READING PASSAGE:

- - - - - - -

As COVID-19 shook the world, one of the industries to see extensive growth was e-commerce and trade. Thanks to lockdowns and restrictions, people chose to spend on various goods from the comfort of their homes. As demand increased across 2020-21, the industry felt the need to expand storage space to cater to consumer needs. As a result, warehousing capacity was a major area that supply chains and logistics companies, as well as retail, manufacturing, and e-commerce players heavily invested in. But come 2022-23, as demand declined due to inflationary pressures, and spending shifted once again from goods to services, there were concerns that investments in warehousing may be a liability. Now as the US banking sector takes a hit, these concerns have increased.
Despite the market-wide trends, industrial real-estate executives expect limited fallout, even as developers struggle to keep up with the effects of rising interest rates and declining demand on the construction industry. The failures of Silicon Valley Bank and Signature Bank set off fears that customers would pull deposits from US regional banks. With a record amount of commercial mortgages set to expire this year, many small and regional lenders are also under pressure. Smaller banks hold about $2.3 trillion in commercial real-estate debt, according to an analysis by data firm Trepp Inc.
E-commerce activity surges driven by the pandemic have slowed, draining some of the urgency from warehouse leasing. According to JLL, roughly 633 million square feet of new space was under construction in the fourth quarter of 2022, a decrease from about 634 million the previous quarter. This trend marks the first decrease since Q3 of 2020.

- - - - - - -

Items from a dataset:
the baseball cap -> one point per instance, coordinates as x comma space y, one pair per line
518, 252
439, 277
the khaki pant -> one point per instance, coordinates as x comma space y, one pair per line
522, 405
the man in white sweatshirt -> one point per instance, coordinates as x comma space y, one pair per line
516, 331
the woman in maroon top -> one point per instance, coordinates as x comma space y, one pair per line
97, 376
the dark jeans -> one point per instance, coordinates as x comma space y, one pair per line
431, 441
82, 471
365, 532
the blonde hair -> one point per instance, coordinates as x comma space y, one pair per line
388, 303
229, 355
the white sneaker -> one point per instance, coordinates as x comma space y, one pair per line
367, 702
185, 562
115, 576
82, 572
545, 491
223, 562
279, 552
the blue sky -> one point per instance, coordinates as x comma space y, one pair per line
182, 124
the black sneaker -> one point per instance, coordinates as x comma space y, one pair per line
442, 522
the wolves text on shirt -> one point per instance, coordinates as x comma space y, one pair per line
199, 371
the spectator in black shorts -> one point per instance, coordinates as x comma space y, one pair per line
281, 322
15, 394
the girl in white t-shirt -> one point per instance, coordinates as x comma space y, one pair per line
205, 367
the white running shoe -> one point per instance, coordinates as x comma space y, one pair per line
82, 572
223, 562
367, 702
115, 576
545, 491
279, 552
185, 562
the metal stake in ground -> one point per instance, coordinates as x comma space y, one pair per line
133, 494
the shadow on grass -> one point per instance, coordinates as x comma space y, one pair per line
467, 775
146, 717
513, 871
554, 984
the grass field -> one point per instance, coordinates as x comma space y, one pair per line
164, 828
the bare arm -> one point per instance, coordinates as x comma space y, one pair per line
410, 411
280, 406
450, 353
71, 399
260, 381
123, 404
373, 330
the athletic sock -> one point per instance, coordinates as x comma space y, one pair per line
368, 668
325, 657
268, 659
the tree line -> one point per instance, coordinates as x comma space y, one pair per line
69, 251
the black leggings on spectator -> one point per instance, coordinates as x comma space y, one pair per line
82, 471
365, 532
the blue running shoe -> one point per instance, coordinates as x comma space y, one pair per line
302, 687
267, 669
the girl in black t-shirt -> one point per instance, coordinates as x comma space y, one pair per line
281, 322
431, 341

- - - - - - -

WHAT YOU NEED TO DO: List every company or firm mentioned by name in the passage on warehousing. These data have nothing to do with the text.

RESULT: Silicon Valley Bank, Signature Bank, Trepp Inc., JLL